Page text:
After opening the abdominal cavity, blood was collected from the abdominal aorta. The sera were collected from the rats and assayed for ALT and AST levels with kits. In addition, 4 ml of plasma was collected from each rat treated with anticoagulation agents, aliquoted into 2 tubes, and applied for the detection of platelet (PLT), Fibrinogen (FIB), D-Dimer and AT III by the Laboratory Center of Shuguang Hospital Affiliated with the Shanghai University of Traditional Chinese Medicine.

Hepatic hyp content assay

The hydroxyproline (Hyp) content in the tissue was measured with Jamall’s method [12]. Briefly, 100 mg of liver sample was homogenized and hydrolyzed in 12 M HCl at 110 °C for 18 h. After filtration of the hydrolysate, chloramine T was added to a final concentration of 2.5 mM for 10 min at room temperature. The mixture was then treated with 25% (w/v) p-dimethylaminobenzaldehyde and 27.3% (v/v) perchloric acid in isopropanol and incubated at 50 °C for 90 min. At last, the samples were examined at 558 nm against a reagent blank. The concentration of Hyp in each sample was determined from a standard curve, which was generated from a series of known quantities of Hyp ranging from 0.2 to 1.6 µg (Peptide Co., Japan). The Hyp concentration is expressed as µg/g of liver weight.

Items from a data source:
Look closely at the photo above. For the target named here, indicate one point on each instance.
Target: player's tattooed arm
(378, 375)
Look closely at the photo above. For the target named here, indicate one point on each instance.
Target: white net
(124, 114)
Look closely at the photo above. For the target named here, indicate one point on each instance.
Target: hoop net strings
--
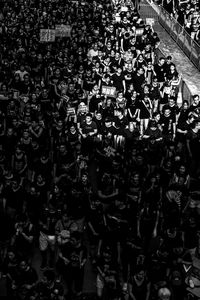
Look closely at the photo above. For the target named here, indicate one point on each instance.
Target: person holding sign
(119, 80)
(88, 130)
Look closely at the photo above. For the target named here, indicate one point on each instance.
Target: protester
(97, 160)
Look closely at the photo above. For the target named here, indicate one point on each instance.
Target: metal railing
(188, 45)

Exercise:
Rewrite the assay methods text starting at "After opening the" and ending at "Traditional Chinese Medicine.", putting "inferior vena cava" in place of "abdominal aorta". The rows are separate material from the assay methods text.

Answer:
After opening the abdominal cavity, blood was collected from the inferior vena cava. The sera were collected from the rats and assayed for ALT and AST levels with kits. In addition, 4 ml of plasma was collected from each rat treated with anticoagulation agents, aliquoted into 2 tubes, and applied for the detection of platelet (PLT), Fibrinogen (FIB), D-Dimer and AT III by the Laboratory Center of Shuguang Hospital Affiliated with the Shanghai University of Traditional Chinese Medicine.